PROBLEM: Using the entries below, output exactly the line containing "Find the black spot" and all lines that follow it to the end.

THE INPUT:
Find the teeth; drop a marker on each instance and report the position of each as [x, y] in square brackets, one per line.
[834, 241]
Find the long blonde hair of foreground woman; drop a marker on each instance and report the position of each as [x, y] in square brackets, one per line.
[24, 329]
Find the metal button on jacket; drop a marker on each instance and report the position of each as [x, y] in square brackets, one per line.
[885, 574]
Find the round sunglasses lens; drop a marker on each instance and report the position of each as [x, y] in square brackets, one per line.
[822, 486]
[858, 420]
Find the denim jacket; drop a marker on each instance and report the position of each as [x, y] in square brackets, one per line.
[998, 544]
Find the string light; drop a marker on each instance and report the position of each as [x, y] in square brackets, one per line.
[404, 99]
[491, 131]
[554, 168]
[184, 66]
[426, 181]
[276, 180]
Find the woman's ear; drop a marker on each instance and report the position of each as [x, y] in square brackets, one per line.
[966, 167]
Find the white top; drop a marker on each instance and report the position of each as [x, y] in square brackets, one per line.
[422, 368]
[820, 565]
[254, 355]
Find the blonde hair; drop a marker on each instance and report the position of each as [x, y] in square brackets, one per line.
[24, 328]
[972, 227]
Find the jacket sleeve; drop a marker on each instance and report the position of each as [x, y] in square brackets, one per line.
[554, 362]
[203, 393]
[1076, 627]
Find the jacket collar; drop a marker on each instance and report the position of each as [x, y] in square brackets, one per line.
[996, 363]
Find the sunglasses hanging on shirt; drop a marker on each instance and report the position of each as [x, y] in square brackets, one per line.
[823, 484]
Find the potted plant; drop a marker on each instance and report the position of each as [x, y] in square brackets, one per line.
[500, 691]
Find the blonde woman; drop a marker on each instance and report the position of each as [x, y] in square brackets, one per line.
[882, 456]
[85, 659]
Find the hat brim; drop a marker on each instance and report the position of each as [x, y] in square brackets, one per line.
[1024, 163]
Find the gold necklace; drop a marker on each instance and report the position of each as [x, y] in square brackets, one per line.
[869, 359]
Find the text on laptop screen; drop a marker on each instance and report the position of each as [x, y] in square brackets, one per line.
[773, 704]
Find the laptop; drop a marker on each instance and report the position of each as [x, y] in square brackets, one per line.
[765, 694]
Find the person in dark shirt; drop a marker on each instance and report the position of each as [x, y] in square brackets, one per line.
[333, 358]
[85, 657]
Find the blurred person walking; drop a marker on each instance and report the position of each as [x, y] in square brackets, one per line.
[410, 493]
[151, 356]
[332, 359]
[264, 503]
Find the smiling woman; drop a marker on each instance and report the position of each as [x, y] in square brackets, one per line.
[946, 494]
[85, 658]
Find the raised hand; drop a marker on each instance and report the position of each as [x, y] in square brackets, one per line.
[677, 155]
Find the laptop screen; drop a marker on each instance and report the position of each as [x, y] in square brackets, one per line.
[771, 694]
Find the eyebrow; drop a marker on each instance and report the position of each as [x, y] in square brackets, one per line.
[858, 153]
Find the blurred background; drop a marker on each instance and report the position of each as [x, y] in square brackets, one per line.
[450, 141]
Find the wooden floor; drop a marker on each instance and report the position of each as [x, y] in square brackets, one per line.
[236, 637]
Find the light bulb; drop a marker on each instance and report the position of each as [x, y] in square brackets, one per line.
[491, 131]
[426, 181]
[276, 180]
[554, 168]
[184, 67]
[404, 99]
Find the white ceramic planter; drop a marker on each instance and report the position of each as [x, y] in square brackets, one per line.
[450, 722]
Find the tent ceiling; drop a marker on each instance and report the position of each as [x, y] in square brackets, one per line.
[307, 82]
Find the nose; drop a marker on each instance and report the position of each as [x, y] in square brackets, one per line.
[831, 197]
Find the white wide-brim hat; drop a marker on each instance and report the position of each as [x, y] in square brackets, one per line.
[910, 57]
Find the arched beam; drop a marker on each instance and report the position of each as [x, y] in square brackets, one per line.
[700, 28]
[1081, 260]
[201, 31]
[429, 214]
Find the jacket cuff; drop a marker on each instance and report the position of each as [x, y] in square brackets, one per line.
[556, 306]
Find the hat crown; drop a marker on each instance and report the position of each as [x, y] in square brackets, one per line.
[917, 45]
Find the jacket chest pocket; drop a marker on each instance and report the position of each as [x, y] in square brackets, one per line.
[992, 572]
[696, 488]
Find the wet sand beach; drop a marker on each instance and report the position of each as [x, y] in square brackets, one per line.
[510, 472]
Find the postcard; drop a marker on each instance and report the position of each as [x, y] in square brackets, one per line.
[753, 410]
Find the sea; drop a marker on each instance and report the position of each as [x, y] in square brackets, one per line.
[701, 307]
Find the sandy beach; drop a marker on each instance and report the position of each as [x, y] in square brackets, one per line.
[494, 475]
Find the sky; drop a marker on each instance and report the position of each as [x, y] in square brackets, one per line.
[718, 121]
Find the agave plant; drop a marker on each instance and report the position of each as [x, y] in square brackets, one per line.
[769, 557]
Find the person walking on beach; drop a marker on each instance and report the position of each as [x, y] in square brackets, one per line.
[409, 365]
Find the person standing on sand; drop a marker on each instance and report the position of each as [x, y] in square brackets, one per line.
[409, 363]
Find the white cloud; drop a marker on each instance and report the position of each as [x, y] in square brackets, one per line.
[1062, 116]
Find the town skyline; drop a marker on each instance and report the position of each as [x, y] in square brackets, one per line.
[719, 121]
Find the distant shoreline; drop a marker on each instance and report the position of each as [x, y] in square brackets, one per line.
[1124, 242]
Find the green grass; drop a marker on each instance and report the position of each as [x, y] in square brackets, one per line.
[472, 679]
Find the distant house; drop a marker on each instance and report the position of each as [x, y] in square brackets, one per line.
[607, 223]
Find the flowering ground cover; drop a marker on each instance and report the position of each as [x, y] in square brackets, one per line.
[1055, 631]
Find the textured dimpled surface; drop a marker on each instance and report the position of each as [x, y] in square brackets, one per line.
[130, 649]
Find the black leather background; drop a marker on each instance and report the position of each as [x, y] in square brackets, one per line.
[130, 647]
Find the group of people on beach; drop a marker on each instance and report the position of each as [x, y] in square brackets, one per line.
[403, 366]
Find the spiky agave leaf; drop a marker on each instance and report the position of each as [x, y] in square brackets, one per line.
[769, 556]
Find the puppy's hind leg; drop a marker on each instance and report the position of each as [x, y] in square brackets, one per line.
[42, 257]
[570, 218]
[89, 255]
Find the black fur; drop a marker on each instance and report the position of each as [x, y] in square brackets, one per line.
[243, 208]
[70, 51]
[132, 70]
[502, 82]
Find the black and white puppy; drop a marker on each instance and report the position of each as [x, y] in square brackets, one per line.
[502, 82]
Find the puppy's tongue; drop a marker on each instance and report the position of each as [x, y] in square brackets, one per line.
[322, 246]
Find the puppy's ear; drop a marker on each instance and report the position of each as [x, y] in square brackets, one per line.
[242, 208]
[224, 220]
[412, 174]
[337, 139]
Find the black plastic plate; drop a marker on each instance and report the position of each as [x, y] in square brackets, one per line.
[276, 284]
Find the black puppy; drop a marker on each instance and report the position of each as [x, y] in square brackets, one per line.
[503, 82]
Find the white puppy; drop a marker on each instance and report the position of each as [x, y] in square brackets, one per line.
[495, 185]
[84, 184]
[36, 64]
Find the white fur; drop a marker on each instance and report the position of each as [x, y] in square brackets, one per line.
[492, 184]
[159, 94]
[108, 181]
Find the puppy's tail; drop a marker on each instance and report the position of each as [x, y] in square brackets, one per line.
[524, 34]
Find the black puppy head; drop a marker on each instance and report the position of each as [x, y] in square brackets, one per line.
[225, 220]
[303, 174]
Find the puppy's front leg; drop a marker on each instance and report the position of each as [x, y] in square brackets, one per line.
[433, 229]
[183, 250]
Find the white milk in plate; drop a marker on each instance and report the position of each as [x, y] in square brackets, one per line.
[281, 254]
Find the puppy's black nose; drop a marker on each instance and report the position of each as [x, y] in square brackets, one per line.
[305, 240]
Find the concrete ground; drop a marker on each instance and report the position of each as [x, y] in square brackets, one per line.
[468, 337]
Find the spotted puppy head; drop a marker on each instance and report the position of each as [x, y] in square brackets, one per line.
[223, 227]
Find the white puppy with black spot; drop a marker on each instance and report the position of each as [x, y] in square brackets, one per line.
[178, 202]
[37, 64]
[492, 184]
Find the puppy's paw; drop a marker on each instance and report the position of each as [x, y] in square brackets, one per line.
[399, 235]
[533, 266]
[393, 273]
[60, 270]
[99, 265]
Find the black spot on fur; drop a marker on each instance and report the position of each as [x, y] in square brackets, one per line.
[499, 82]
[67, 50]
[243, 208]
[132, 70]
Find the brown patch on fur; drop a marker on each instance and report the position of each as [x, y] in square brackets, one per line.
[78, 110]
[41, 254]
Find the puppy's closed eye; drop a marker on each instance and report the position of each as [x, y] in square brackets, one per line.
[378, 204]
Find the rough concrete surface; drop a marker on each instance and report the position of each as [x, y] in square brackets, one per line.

SOLUTION BELOW:
Find the black spot on fur; drop a marker on each instance and report the position of each as [x, y] in square brackets, one per line.
[499, 82]
[67, 50]
[243, 208]
[132, 70]
Find the brown patch on fur; drop a marker on each instance and report the position of each as [x, y] in square brackets, one per line.
[78, 110]
[41, 254]
Find the puppy's closed eye; drop a marker on each instance and report the position of each as [x, y] in square brackets, one per line.
[378, 204]
Find the rough concrete surface; drop a marker on each instance and report the position of each as [x, y] in square brackets, one per line.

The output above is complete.